## Text passage
⁂
This works well for Erik in a lot of situations. The first that comes to mind is taking care of his body: home gym, body weight exercises, and stretching have been a lot easier to stick with than going to a gym or yoga studio.
There are examples that don't fit the Law of Least Effort very well, like studying. Free time can be severely limited during the day and the times where studying may require the least effort may not be the best time to learn or dedicate time to the habit of studying.
Sometimes if something is important, it’s worth extra effort. Not to mention that the effort can be reduced and simplified with environment design. In other words, this "Law" is not a hard and fast rule and the book does offer strategies for approaching exceptional situations.
Using Extrinsic Motivation
Hint: make the good stuff feel great right away and make the bad stuff feel bad.
Linking extrinsic motivation (immediate reward) of a habit to the intrinsic motivation (your goal) makes a lot of sense!
Love this quote from the book:It’s possible to train yourself to delay gratification but you have to work with the grain of human nature, not against it.
Erik connects with identity-based habits so much in this book. He loves the idea of making avoidance habits visible and looking holistically at your identity to find the right ways to immediately reward yourself so that they don’t conflict with your other habits (e.g. choosing a massage instead of a big bowl of ice cream to align with your healthy lifestyle).
⁂
## Records provided
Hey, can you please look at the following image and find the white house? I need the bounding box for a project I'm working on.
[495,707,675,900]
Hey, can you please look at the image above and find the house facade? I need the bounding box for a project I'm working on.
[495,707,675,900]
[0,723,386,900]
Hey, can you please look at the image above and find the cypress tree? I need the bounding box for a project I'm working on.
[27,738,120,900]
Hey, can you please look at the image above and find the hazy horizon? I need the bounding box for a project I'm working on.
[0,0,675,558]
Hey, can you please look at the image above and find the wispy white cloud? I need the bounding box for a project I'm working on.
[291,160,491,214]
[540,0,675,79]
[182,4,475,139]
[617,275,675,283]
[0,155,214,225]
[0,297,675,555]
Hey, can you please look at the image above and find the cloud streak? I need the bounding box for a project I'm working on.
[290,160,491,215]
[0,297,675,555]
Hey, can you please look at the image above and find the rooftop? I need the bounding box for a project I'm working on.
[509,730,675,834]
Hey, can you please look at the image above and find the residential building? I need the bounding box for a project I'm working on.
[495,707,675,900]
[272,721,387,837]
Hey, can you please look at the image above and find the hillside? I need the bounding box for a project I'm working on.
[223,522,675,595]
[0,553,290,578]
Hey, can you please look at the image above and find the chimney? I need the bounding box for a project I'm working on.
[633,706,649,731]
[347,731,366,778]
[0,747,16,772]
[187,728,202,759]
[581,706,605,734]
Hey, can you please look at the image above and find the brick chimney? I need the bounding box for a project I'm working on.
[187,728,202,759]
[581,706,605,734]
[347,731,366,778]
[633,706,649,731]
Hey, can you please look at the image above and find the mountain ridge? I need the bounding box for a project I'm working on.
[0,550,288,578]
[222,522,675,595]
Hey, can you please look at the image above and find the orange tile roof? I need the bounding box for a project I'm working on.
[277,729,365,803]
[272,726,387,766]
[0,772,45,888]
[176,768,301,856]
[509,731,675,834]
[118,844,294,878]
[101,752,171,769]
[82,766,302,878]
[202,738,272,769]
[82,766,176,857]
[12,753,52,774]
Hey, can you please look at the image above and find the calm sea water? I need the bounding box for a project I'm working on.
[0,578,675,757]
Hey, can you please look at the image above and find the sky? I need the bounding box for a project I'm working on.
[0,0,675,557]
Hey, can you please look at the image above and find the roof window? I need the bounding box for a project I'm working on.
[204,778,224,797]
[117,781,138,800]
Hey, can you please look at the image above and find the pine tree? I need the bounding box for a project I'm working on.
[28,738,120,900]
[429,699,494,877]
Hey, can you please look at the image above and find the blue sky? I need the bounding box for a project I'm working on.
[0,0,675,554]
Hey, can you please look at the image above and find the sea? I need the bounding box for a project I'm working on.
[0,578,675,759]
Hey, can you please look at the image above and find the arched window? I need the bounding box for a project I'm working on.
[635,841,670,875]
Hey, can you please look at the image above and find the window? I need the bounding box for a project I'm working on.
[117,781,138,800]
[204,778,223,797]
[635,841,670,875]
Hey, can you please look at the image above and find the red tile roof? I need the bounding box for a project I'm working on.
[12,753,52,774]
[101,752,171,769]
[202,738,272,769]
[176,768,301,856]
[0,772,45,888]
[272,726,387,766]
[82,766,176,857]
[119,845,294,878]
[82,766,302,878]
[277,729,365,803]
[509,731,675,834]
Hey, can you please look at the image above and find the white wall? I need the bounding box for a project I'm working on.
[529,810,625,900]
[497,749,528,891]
⁂
## What is asked
A. For each statement below, say yes or no as to whether it agrees with the habits passage, and quote the words from the passage that decide it. (i) Erik has found home workouts easier to keep up than going to a gym. (ii) The passage treats the Law of Least Effort as a strict rule. (iii) A massage is given as an alternative to a big bowl of ice cream.
B. According to the habits passage, why is studying a poor fit for the Law of Least Effort?
The entries aren't needed for this work.

## Task results
A.
(i) Yes: "home gym, body weight exercises, and stretching have been a lot easier to stick with than going to a gym or yoga studio"
(ii) No: "this "Law" is not a hard and fast rule"
(iii) Yes: "choosing a massage instead of a big bowl of ice cream to align with your healthy lifestyle"

B. Free time during the day can be severely limited. The times when studying takes the least effort may also not be the best times to learn or to commit time to the habit of studying.